__YOUR GOAL__: Reproduce every line of the data below verbatim, leaving out the pictures.

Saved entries
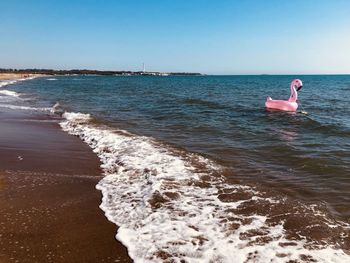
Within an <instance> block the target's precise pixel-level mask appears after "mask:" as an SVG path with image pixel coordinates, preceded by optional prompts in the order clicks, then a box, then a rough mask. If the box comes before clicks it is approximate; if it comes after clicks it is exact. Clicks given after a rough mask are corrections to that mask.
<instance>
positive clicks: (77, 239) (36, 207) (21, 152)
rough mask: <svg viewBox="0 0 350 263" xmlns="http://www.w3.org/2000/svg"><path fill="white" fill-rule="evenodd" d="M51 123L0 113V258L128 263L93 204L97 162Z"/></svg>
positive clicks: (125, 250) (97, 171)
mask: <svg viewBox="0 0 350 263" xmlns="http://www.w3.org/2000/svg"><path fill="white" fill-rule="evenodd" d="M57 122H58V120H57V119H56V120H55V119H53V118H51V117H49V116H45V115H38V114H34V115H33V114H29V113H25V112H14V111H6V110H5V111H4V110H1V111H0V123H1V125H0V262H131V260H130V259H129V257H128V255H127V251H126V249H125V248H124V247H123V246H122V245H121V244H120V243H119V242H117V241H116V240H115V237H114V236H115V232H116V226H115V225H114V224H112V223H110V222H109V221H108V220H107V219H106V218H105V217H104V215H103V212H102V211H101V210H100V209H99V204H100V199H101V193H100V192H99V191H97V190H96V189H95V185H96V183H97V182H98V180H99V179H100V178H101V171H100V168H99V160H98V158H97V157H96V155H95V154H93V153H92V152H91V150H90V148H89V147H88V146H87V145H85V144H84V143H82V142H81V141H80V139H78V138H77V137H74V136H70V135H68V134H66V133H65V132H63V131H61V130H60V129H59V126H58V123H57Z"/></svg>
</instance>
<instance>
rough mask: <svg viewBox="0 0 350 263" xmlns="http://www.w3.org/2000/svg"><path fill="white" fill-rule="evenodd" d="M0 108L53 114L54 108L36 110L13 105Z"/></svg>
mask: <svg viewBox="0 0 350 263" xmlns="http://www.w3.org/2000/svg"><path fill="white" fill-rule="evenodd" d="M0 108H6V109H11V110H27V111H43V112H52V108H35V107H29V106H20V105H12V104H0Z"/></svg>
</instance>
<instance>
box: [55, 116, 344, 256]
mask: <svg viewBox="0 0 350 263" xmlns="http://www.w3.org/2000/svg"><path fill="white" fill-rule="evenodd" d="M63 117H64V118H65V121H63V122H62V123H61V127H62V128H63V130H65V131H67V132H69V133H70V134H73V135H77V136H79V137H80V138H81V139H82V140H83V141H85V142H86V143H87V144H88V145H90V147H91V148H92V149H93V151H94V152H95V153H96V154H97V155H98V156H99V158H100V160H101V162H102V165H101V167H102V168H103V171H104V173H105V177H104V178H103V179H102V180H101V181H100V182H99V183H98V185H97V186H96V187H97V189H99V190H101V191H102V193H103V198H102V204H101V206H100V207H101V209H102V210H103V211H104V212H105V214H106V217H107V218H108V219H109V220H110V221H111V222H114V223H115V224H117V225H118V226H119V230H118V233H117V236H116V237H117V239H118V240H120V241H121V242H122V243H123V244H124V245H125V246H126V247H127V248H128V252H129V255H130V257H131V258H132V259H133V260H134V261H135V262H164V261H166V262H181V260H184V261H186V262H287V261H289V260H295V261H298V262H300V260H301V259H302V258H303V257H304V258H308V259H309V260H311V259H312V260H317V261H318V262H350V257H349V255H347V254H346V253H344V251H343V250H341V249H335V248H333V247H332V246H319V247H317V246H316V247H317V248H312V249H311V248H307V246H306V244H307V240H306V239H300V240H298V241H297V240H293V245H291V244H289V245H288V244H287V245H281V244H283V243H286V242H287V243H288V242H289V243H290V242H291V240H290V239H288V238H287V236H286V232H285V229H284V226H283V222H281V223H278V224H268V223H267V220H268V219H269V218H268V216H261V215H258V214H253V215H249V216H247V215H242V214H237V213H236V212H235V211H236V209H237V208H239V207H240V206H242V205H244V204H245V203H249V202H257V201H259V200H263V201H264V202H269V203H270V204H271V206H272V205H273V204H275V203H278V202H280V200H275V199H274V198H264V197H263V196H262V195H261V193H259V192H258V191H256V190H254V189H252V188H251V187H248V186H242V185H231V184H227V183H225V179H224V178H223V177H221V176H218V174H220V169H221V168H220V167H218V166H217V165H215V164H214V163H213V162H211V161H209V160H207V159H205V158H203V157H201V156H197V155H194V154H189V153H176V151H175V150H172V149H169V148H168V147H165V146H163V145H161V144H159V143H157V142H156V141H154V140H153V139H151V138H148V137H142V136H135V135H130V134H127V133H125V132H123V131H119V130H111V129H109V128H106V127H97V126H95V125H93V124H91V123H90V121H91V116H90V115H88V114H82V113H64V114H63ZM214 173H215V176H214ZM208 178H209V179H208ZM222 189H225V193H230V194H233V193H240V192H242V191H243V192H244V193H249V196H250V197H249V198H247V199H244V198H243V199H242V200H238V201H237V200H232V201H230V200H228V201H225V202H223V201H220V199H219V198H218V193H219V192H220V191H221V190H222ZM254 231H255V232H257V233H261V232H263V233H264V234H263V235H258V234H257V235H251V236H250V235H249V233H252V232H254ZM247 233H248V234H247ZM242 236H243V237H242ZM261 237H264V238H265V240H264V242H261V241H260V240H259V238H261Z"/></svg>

__TASK ANSWER__:
Within an <instance> block the target's precise pixel-level mask appears after "mask:" as an SVG path with image pixel coordinates, preceded by optional prompts in the order clicks, then a box, then a rough mask. If the box comes before clicks it is approximate; if it comes after clicks it is exact. Clicks given after a rough mask are corrections to that mask.
<instance>
positive clicks: (77, 239) (36, 207) (21, 152)
rough mask: <svg viewBox="0 0 350 263" xmlns="http://www.w3.org/2000/svg"><path fill="white" fill-rule="evenodd" d="M51 123L0 113V258L128 263L93 204L97 162Z"/></svg>
positive clicks: (125, 250) (97, 171)
mask: <svg viewBox="0 0 350 263" xmlns="http://www.w3.org/2000/svg"><path fill="white" fill-rule="evenodd" d="M57 122H58V120H57V119H56V120H55V119H53V118H51V117H49V116H45V115H38V114H34V115H33V114H29V113H25V112H14V111H6V110H5V111H4V110H1V111H0V123H1V125H0V262H131V260H130V259H129V257H128V255H127V251H126V249H125V248H124V247H123V246H122V245H121V244H120V243H119V242H117V241H116V240H115V237H114V236H115V232H116V226H115V225H114V224H112V223H110V222H109V221H108V220H107V219H106V218H105V217H104V215H103V212H102V211H101V210H100V209H99V204H100V199H101V193H100V192H99V191H97V190H96V189H95V185H96V183H97V182H98V180H99V179H100V178H101V171H100V168H99V160H98V158H97V157H96V155H95V154H93V153H92V152H91V150H90V148H89V147H88V146H87V145H85V144H84V143H82V142H81V141H80V139H78V138H77V137H74V136H70V135H68V134H66V133H65V132H63V131H61V130H60V129H59V126H58V123H57Z"/></svg>
</instance>
<instance>
rough mask: <svg viewBox="0 0 350 263" xmlns="http://www.w3.org/2000/svg"><path fill="white" fill-rule="evenodd" d="M0 108L53 114L54 108L36 110L13 105Z"/></svg>
mask: <svg viewBox="0 0 350 263" xmlns="http://www.w3.org/2000/svg"><path fill="white" fill-rule="evenodd" d="M0 108H6V109H11V110H27V111H43V112H52V108H35V107H29V106H20V105H12V104H0Z"/></svg>
</instance>
<instance>
box: [55, 116, 344, 256]
mask: <svg viewBox="0 0 350 263" xmlns="http://www.w3.org/2000/svg"><path fill="white" fill-rule="evenodd" d="M63 117H64V118H65V121H63V122H62V123H61V127H62V128H63V130H65V131H67V132H69V133H70V134H73V135H77V136H79V137H80V138H81V139H82V140H83V141H85V142H86V143H87V144H88V145H90V147H91V148H92V149H93V151H94V152H95V153H96V154H97V155H98V156H99V158H100V160H101V162H102V165H101V167H102V168H103V171H104V173H105V177H104V178H103V179H102V180H101V181H100V182H99V183H98V185H97V186H96V187H97V189H99V190H101V191H102V193H103V198H102V204H101V206H100V207H101V209H102V210H103V211H104V212H105V214H106V217H107V218H108V219H109V220H110V221H111V222H114V223H115V224H117V225H118V226H119V230H118V233H117V236H116V237H117V239H118V240H120V241H121V242H122V243H123V244H124V245H125V246H126V247H127V248H128V252H129V255H130V257H131V258H132V259H133V260H134V261H135V262H164V261H166V262H181V260H184V261H186V262H287V261H289V260H295V261H298V262H300V260H301V259H302V258H303V257H304V258H308V259H309V260H311V259H312V260H317V261H318V262H350V257H349V255H347V254H346V253H344V251H343V250H341V249H335V248H333V247H332V246H319V247H317V246H316V247H317V248H312V249H311V248H307V246H306V244H307V240H306V239H300V240H298V241H297V240H293V245H291V244H289V245H288V244H287V245H281V244H283V243H286V242H287V243H288V242H289V243H290V242H291V240H290V239H288V238H287V236H286V232H285V229H284V226H283V222H281V223H278V224H268V223H267V220H268V219H269V218H268V216H261V215H258V214H253V215H249V216H247V215H242V214H237V213H236V212H235V211H236V209H237V208H239V207H240V206H242V205H244V204H245V203H249V202H257V201H259V200H263V201H264V202H269V203H270V204H271V206H272V205H273V204H275V203H278V202H280V200H275V199H274V198H264V197H263V196H262V195H261V193H259V192H258V191H256V190H254V189H252V188H251V187H248V186H242V185H231V184H227V183H225V179H224V178H223V177H221V176H218V174H220V169H221V168H220V167H218V166H217V165H215V164H214V163H213V162H211V161H209V160H207V159H205V158H203V157H201V156H197V155H194V154H189V153H176V151H175V150H172V149H169V148H168V147H165V146H163V145H161V144H159V143H157V142H156V141H154V140H153V139H151V138H148V137H142V136H135V135H130V134H127V133H125V132H123V131H119V130H111V129H109V128H106V127H97V126H95V125H93V124H91V123H90V121H91V116H90V115H88V114H82V113H64V114H63ZM214 173H215V176H214ZM208 178H209V179H208ZM222 189H225V193H230V194H233V193H240V192H242V191H243V192H244V193H249V196H250V197H249V198H247V199H244V198H243V199H242V200H238V201H237V200H232V201H230V200H228V201H225V202H223V201H220V199H219V198H218V193H219V192H220V191H221V190H222ZM254 231H255V232H257V233H261V232H263V233H264V234H263V235H258V234H257V235H251V236H250V235H249V233H252V232H254ZM247 233H248V234H247ZM242 236H243V237H242ZM261 237H264V238H265V240H264V242H261V241H260V240H259V238H261Z"/></svg>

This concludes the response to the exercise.